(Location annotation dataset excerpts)
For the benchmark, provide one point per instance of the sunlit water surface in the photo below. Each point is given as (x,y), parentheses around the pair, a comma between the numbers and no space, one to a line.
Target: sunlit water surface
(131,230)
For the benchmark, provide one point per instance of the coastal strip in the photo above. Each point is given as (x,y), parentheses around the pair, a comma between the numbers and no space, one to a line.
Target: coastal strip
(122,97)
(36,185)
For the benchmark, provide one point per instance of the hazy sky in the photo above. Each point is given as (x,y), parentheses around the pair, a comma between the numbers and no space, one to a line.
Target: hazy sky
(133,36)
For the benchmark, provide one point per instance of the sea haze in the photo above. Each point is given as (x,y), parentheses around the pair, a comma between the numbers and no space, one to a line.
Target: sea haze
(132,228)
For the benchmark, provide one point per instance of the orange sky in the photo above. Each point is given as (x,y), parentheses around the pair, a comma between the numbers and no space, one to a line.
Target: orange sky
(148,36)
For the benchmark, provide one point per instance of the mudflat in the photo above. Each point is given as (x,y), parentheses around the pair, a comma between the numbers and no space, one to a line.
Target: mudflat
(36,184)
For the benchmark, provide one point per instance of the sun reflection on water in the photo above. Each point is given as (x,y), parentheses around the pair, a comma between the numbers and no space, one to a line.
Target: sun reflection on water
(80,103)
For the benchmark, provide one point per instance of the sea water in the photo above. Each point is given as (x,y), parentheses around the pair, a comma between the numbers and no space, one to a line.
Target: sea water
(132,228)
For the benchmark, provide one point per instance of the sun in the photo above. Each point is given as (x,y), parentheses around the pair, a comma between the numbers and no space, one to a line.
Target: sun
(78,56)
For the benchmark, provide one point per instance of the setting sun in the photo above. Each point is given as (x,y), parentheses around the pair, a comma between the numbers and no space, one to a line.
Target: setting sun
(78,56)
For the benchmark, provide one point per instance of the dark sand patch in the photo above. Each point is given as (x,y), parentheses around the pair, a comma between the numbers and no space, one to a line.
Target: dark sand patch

WHAT YOU NEED TO DO:
Copy out the listing above word for word, beginning with the line that contains "of the sun in" and continuing through the final line of the listing.

ANSWER TO THIS EXERCISE:
For the benchmark, provide one point per instance of the sun in the photo above. Each point is given as (x,y), parentheses around the pair, a comma between the numbers and no space, one to a line.
Target: sun
(78,56)
For the benchmark, provide one point per instance of the setting sun in the photo above. Each point is given as (x,y), parentheses around the pair, a comma between the numbers and no space, one to a line.
Target: setting sun
(78,56)
For the benchmark, provide one point per instance of the dark sand patch in the photo above. Each point is given as (x,y), parentheses around the pair, a comma between the numbers and no space, one to a line.
Target: dark sand patch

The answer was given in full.